## EXERCISE DIRECTIONS
From the items below, extract every line that contains the string "green" and output those lines in their original order.

## THE DATA
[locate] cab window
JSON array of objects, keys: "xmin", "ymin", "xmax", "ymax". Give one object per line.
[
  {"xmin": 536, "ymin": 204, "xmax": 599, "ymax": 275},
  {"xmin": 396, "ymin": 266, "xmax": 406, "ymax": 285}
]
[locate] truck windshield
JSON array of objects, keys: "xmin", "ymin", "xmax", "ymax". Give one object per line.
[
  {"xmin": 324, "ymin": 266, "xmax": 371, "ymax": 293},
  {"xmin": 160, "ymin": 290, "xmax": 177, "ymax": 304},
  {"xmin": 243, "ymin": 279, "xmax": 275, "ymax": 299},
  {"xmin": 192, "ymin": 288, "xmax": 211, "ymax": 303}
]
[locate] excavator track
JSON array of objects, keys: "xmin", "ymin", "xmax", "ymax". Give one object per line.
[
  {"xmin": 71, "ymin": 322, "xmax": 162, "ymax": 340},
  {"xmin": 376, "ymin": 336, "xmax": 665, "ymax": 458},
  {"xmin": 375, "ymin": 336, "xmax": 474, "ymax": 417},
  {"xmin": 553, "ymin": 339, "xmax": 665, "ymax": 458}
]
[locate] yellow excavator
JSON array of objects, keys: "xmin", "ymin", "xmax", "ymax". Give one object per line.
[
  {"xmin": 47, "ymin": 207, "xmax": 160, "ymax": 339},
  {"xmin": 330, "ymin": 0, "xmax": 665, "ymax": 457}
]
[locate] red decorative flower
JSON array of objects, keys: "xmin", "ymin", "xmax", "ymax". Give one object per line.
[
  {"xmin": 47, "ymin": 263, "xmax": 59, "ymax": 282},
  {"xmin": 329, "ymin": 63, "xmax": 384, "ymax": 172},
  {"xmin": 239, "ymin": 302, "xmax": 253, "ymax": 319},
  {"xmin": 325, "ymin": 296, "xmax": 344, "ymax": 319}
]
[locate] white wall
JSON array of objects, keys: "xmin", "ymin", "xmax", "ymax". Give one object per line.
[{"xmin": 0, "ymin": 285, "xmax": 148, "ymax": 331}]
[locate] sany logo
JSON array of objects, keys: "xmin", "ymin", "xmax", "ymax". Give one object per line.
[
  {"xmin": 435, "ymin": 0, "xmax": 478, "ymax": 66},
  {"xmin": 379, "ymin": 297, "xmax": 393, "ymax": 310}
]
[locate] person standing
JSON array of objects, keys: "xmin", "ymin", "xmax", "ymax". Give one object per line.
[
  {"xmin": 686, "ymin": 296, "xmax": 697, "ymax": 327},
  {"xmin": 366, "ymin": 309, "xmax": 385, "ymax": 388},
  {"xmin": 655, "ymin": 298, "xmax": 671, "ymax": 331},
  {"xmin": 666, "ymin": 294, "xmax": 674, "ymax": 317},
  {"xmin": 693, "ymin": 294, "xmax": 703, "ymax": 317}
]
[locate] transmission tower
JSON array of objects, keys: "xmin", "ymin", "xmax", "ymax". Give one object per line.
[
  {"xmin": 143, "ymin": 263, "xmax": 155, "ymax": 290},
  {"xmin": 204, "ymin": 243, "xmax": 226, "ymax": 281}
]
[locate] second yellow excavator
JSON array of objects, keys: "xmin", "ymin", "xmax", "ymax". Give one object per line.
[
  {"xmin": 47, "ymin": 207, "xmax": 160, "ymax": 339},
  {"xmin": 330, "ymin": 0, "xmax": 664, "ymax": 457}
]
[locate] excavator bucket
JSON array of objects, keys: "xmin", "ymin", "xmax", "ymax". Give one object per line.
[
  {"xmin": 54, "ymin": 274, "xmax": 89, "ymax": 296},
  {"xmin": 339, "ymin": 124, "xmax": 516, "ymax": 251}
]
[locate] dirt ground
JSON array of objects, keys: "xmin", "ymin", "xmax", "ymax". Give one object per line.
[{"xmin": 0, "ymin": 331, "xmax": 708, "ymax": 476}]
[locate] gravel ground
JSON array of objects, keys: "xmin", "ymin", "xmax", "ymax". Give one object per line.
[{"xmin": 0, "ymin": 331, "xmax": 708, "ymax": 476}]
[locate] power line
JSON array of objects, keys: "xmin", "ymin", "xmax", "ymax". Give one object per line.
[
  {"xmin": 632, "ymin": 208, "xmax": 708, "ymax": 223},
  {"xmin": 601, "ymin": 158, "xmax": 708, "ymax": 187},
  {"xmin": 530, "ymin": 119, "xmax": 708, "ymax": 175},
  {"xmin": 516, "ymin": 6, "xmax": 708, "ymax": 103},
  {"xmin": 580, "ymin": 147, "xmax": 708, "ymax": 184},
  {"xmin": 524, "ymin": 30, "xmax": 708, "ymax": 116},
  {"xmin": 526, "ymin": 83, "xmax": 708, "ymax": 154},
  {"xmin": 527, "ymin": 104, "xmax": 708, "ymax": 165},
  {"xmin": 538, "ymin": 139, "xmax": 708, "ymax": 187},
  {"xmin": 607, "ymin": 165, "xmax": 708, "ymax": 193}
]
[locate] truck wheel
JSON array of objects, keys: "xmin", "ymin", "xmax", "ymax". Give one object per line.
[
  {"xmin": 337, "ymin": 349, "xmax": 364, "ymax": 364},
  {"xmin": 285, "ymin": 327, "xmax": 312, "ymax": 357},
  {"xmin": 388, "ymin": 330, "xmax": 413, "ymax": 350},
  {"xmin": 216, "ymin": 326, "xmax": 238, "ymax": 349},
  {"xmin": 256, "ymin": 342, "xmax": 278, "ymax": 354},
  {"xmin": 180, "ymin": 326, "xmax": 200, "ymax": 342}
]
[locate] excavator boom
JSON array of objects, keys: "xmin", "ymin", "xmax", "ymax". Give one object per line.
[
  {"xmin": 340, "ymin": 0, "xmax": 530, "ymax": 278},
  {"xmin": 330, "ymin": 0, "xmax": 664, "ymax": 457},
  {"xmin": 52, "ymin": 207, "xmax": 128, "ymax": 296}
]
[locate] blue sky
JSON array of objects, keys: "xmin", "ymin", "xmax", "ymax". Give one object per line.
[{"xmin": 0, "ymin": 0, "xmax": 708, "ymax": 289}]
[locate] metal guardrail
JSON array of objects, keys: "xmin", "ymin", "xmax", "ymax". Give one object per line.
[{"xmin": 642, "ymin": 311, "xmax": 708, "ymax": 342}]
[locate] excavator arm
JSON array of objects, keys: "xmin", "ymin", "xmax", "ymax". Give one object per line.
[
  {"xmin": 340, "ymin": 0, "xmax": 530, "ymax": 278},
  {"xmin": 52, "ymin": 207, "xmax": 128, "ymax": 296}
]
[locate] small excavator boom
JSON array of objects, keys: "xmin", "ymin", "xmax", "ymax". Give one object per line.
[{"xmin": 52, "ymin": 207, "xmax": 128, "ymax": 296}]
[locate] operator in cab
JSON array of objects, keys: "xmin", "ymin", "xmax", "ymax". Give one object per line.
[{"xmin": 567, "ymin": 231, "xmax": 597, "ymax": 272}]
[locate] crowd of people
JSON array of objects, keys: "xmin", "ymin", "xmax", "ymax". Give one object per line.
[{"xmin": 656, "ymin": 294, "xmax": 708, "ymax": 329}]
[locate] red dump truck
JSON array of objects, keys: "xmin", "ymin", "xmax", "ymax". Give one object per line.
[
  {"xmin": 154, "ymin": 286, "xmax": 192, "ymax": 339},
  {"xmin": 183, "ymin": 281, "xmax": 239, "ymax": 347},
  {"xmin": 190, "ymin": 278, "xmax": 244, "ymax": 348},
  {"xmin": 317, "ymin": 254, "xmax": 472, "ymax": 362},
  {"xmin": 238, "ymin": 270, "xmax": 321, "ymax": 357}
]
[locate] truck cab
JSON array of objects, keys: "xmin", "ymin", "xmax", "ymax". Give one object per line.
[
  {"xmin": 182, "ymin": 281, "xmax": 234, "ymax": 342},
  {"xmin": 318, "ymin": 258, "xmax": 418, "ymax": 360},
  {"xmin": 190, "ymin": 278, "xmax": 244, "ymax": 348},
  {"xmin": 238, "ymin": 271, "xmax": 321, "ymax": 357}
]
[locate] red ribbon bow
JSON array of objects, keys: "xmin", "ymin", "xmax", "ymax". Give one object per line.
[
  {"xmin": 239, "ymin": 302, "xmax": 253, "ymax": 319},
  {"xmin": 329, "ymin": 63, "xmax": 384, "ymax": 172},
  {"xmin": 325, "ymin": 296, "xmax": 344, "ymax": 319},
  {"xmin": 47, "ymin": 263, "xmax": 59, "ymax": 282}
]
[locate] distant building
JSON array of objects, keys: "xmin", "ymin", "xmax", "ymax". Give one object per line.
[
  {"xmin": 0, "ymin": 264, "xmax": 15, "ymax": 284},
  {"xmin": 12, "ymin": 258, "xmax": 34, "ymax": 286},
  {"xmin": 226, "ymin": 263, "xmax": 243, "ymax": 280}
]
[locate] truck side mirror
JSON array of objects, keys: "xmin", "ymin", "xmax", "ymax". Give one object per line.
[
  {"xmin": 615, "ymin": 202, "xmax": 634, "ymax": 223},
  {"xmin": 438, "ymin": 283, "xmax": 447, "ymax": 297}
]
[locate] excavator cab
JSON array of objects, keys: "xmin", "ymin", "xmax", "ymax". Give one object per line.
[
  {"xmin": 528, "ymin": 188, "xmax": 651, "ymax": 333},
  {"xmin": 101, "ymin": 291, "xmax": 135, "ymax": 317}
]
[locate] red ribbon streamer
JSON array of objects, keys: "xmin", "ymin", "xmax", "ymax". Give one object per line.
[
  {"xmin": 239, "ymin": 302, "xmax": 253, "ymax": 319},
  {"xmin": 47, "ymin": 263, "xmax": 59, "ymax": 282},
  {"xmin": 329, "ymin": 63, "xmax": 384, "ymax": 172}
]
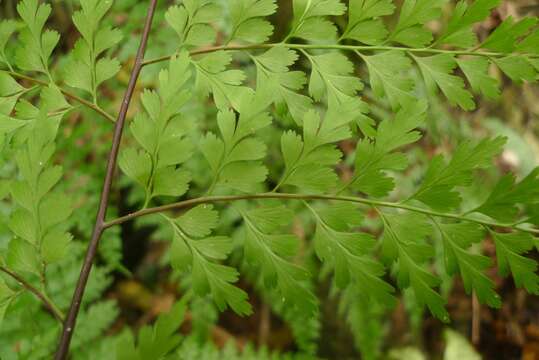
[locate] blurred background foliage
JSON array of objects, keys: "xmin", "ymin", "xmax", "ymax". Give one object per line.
[{"xmin": 0, "ymin": 0, "xmax": 539, "ymax": 360}]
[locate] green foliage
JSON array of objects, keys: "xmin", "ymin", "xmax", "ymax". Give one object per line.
[
  {"xmin": 119, "ymin": 52, "xmax": 192, "ymax": 204},
  {"xmin": 116, "ymin": 301, "xmax": 185, "ymax": 360},
  {"xmin": 0, "ymin": 0, "xmax": 539, "ymax": 359},
  {"xmin": 64, "ymin": 0, "xmax": 122, "ymax": 102}
]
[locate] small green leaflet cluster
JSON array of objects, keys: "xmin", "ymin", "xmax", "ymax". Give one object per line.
[
  {"xmin": 200, "ymin": 96, "xmax": 271, "ymax": 193},
  {"xmin": 119, "ymin": 52, "xmax": 192, "ymax": 205},
  {"xmin": 116, "ymin": 299, "xmax": 186, "ymax": 360},
  {"xmin": 0, "ymin": 0, "xmax": 122, "ymax": 120},
  {"xmin": 13, "ymin": 0, "xmax": 60, "ymax": 81},
  {"xmin": 166, "ymin": 205, "xmax": 252, "ymax": 315},
  {"xmin": 167, "ymin": 0, "xmax": 539, "ymax": 122},
  {"xmin": 242, "ymin": 206, "xmax": 317, "ymax": 314},
  {"xmin": 309, "ymin": 203, "xmax": 395, "ymax": 307},
  {"xmin": 0, "ymin": 87, "xmax": 72, "ymax": 324},
  {"xmin": 64, "ymin": 0, "xmax": 122, "ymax": 103},
  {"xmin": 228, "ymin": 0, "xmax": 277, "ymax": 43}
]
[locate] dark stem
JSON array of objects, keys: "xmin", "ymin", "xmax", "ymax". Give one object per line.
[
  {"xmin": 7, "ymin": 71, "xmax": 115, "ymax": 122},
  {"xmin": 103, "ymin": 192, "xmax": 539, "ymax": 234},
  {"xmin": 0, "ymin": 266, "xmax": 64, "ymax": 322},
  {"xmin": 55, "ymin": 0, "xmax": 157, "ymax": 360}
]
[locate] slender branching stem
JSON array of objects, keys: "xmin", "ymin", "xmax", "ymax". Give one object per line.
[
  {"xmin": 103, "ymin": 192, "xmax": 539, "ymax": 234},
  {"xmin": 55, "ymin": 0, "xmax": 157, "ymax": 360},
  {"xmin": 0, "ymin": 266, "xmax": 64, "ymax": 322},
  {"xmin": 3, "ymin": 70, "xmax": 116, "ymax": 122},
  {"xmin": 142, "ymin": 43, "xmax": 539, "ymax": 66}
]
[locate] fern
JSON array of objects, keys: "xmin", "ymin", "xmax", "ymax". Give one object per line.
[{"xmin": 0, "ymin": 0, "xmax": 539, "ymax": 359}]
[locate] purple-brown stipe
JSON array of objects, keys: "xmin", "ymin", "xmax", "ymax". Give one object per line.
[{"xmin": 55, "ymin": 0, "xmax": 157, "ymax": 360}]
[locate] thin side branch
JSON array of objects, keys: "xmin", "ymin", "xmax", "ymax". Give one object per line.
[
  {"xmin": 5, "ymin": 71, "xmax": 116, "ymax": 122},
  {"xmin": 142, "ymin": 43, "xmax": 539, "ymax": 66},
  {"xmin": 103, "ymin": 192, "xmax": 539, "ymax": 235},
  {"xmin": 0, "ymin": 266, "xmax": 64, "ymax": 322},
  {"xmin": 55, "ymin": 0, "xmax": 157, "ymax": 360}
]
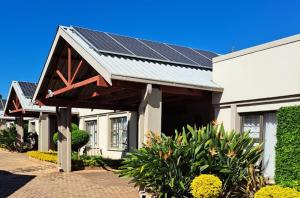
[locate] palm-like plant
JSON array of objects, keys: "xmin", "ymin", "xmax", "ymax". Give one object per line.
[{"xmin": 120, "ymin": 125, "xmax": 262, "ymax": 197}]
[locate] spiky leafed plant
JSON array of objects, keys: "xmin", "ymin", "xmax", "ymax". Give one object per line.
[
  {"xmin": 120, "ymin": 131, "xmax": 207, "ymax": 197},
  {"xmin": 120, "ymin": 125, "xmax": 262, "ymax": 197}
]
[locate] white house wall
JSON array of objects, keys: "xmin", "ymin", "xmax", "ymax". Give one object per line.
[
  {"xmin": 213, "ymin": 35, "xmax": 300, "ymax": 129},
  {"xmin": 213, "ymin": 36, "xmax": 300, "ymax": 103}
]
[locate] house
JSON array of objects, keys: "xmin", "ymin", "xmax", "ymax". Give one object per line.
[
  {"xmin": 33, "ymin": 26, "xmax": 300, "ymax": 178},
  {"xmin": 33, "ymin": 26, "xmax": 223, "ymax": 171},
  {"xmin": 4, "ymin": 81, "xmax": 78, "ymax": 151},
  {"xmin": 0, "ymin": 95, "xmax": 14, "ymax": 130}
]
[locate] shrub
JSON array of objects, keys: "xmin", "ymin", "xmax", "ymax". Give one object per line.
[
  {"xmin": 120, "ymin": 125, "xmax": 262, "ymax": 197},
  {"xmin": 26, "ymin": 151, "xmax": 57, "ymax": 163},
  {"xmin": 120, "ymin": 131, "xmax": 207, "ymax": 197},
  {"xmin": 53, "ymin": 123, "xmax": 90, "ymax": 153},
  {"xmin": 254, "ymin": 185, "xmax": 300, "ymax": 198},
  {"xmin": 191, "ymin": 174, "xmax": 222, "ymax": 198},
  {"xmin": 275, "ymin": 106, "xmax": 300, "ymax": 190}
]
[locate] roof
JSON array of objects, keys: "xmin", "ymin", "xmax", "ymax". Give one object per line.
[
  {"xmin": 72, "ymin": 27, "xmax": 217, "ymax": 68},
  {"xmin": 33, "ymin": 26, "xmax": 223, "ymax": 100},
  {"xmin": 213, "ymin": 34, "xmax": 300, "ymax": 63}
]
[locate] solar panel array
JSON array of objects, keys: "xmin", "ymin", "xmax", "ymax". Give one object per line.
[
  {"xmin": 0, "ymin": 99, "xmax": 6, "ymax": 111},
  {"xmin": 18, "ymin": 82, "xmax": 37, "ymax": 98},
  {"xmin": 73, "ymin": 27, "xmax": 217, "ymax": 68}
]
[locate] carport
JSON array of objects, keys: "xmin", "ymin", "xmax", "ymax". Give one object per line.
[
  {"xmin": 4, "ymin": 81, "xmax": 77, "ymax": 151},
  {"xmin": 33, "ymin": 26, "xmax": 222, "ymax": 172}
]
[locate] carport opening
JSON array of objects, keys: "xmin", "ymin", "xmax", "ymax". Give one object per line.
[{"xmin": 162, "ymin": 91, "xmax": 213, "ymax": 136}]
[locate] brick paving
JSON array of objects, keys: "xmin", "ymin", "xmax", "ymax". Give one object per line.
[{"xmin": 0, "ymin": 150, "xmax": 139, "ymax": 198}]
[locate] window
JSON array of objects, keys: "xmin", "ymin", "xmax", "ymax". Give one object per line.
[
  {"xmin": 241, "ymin": 112, "xmax": 277, "ymax": 179},
  {"xmin": 242, "ymin": 114, "xmax": 262, "ymax": 144},
  {"xmin": 85, "ymin": 120, "xmax": 98, "ymax": 147},
  {"xmin": 110, "ymin": 117, "xmax": 128, "ymax": 150}
]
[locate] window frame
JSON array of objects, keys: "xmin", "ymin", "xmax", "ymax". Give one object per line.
[
  {"xmin": 108, "ymin": 114, "xmax": 130, "ymax": 152},
  {"xmin": 84, "ymin": 119, "xmax": 99, "ymax": 148},
  {"xmin": 239, "ymin": 110, "xmax": 276, "ymax": 144}
]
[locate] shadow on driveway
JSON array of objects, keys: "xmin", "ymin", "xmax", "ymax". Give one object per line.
[{"xmin": 0, "ymin": 170, "xmax": 35, "ymax": 198}]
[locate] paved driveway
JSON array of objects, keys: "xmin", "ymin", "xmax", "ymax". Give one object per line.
[{"xmin": 0, "ymin": 150, "xmax": 138, "ymax": 198}]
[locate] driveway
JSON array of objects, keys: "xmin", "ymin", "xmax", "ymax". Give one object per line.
[{"xmin": 0, "ymin": 150, "xmax": 139, "ymax": 198}]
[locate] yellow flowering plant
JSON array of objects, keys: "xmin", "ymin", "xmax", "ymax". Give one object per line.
[
  {"xmin": 254, "ymin": 185, "xmax": 300, "ymax": 198},
  {"xmin": 191, "ymin": 174, "xmax": 222, "ymax": 198}
]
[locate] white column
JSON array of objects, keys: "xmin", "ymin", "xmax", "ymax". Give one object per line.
[
  {"xmin": 138, "ymin": 85, "xmax": 162, "ymax": 148},
  {"xmin": 16, "ymin": 117, "xmax": 24, "ymax": 146},
  {"xmin": 230, "ymin": 104, "xmax": 241, "ymax": 132},
  {"xmin": 39, "ymin": 113, "xmax": 51, "ymax": 152},
  {"xmin": 56, "ymin": 107, "xmax": 72, "ymax": 172}
]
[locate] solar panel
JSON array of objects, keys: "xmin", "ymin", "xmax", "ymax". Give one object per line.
[
  {"xmin": 73, "ymin": 27, "xmax": 217, "ymax": 68},
  {"xmin": 109, "ymin": 33, "xmax": 167, "ymax": 60},
  {"xmin": 74, "ymin": 27, "xmax": 133, "ymax": 55},
  {"xmin": 169, "ymin": 45, "xmax": 212, "ymax": 67},
  {"xmin": 141, "ymin": 40, "xmax": 196, "ymax": 65},
  {"xmin": 0, "ymin": 99, "xmax": 6, "ymax": 111},
  {"xmin": 19, "ymin": 82, "xmax": 37, "ymax": 98},
  {"xmin": 193, "ymin": 49, "xmax": 218, "ymax": 60}
]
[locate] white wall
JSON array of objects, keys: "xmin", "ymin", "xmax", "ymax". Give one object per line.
[
  {"xmin": 213, "ymin": 35, "xmax": 300, "ymax": 179},
  {"xmin": 213, "ymin": 35, "xmax": 300, "ymax": 129},
  {"xmin": 213, "ymin": 36, "xmax": 300, "ymax": 104}
]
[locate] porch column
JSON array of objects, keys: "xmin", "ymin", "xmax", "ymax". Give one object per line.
[
  {"xmin": 16, "ymin": 117, "xmax": 24, "ymax": 146},
  {"xmin": 230, "ymin": 104, "xmax": 241, "ymax": 131},
  {"xmin": 39, "ymin": 113, "xmax": 51, "ymax": 152},
  {"xmin": 138, "ymin": 84, "xmax": 162, "ymax": 148},
  {"xmin": 56, "ymin": 107, "xmax": 72, "ymax": 172}
]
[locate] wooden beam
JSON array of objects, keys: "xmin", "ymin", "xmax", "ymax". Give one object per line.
[
  {"xmin": 70, "ymin": 60, "xmax": 83, "ymax": 84},
  {"xmin": 56, "ymin": 70, "xmax": 70, "ymax": 86},
  {"xmin": 46, "ymin": 75, "xmax": 108, "ymax": 98},
  {"xmin": 13, "ymin": 99, "xmax": 19, "ymax": 109}
]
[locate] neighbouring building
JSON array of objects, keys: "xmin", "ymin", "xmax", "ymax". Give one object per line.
[{"xmin": 29, "ymin": 26, "xmax": 300, "ymax": 178}]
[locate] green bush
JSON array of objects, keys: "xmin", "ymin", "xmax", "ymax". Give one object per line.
[
  {"xmin": 0, "ymin": 126, "xmax": 17, "ymax": 151},
  {"xmin": 275, "ymin": 106, "xmax": 300, "ymax": 190},
  {"xmin": 191, "ymin": 174, "xmax": 222, "ymax": 198},
  {"xmin": 254, "ymin": 185, "xmax": 300, "ymax": 198},
  {"xmin": 120, "ymin": 125, "xmax": 262, "ymax": 197},
  {"xmin": 53, "ymin": 123, "xmax": 90, "ymax": 152}
]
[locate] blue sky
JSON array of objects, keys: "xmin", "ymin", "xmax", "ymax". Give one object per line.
[{"xmin": 0, "ymin": 0, "xmax": 300, "ymax": 97}]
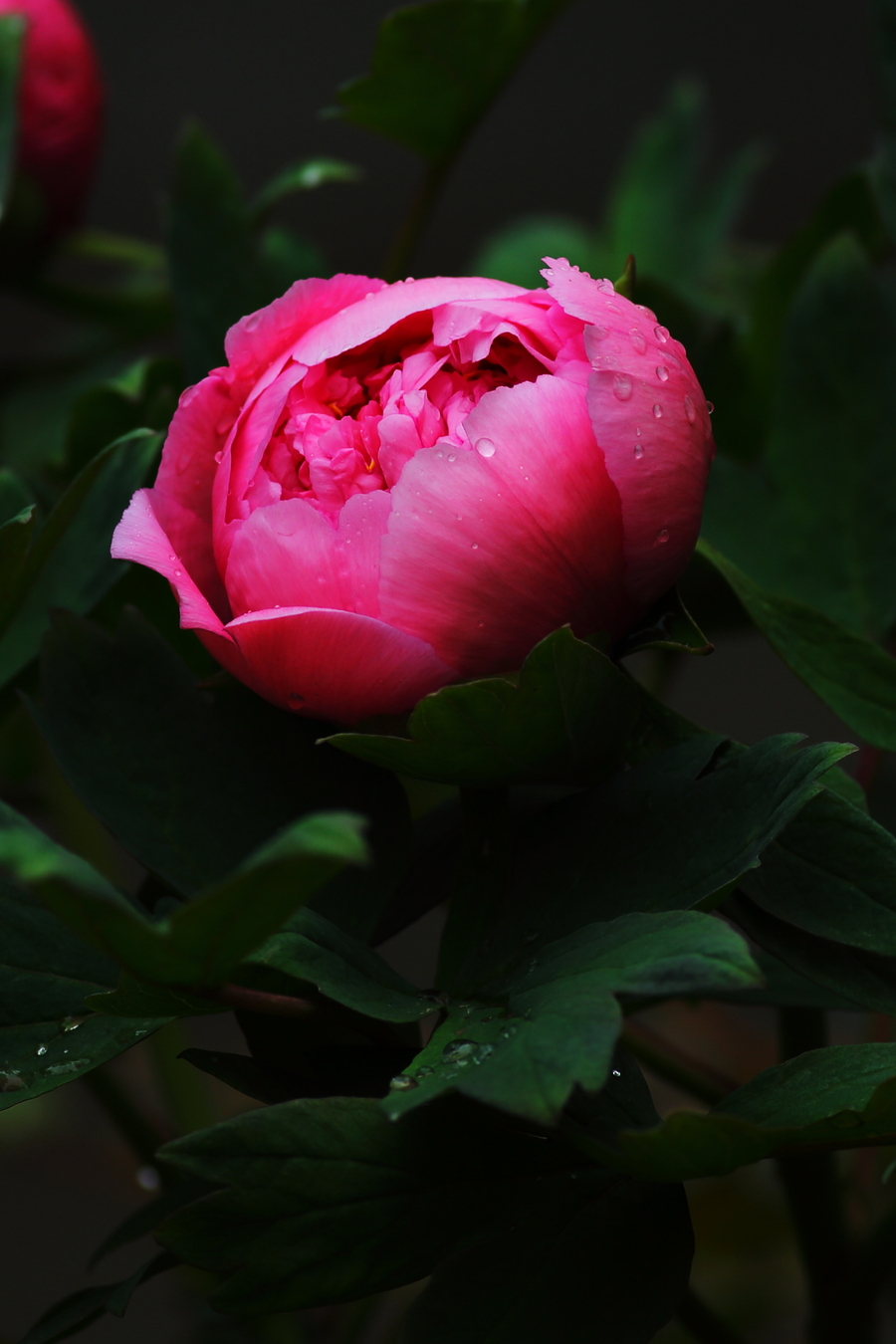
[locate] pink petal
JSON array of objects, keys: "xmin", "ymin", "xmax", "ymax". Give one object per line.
[
  {"xmin": 200, "ymin": 607, "xmax": 455, "ymax": 723},
  {"xmin": 224, "ymin": 274, "xmax": 385, "ymax": 377},
  {"xmin": 226, "ymin": 491, "xmax": 392, "ymax": 615},
  {"xmin": 112, "ymin": 491, "xmax": 231, "ymax": 634},
  {"xmin": 290, "ymin": 276, "xmax": 527, "ymax": 368},
  {"xmin": 380, "ymin": 376, "xmax": 637, "ymax": 676}
]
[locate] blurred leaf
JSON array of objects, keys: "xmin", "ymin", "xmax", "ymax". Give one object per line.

## ANSWER TO THIS EXERCISE
[locate] green foliage
[locate] small green leaflet cluster
[locate] green bush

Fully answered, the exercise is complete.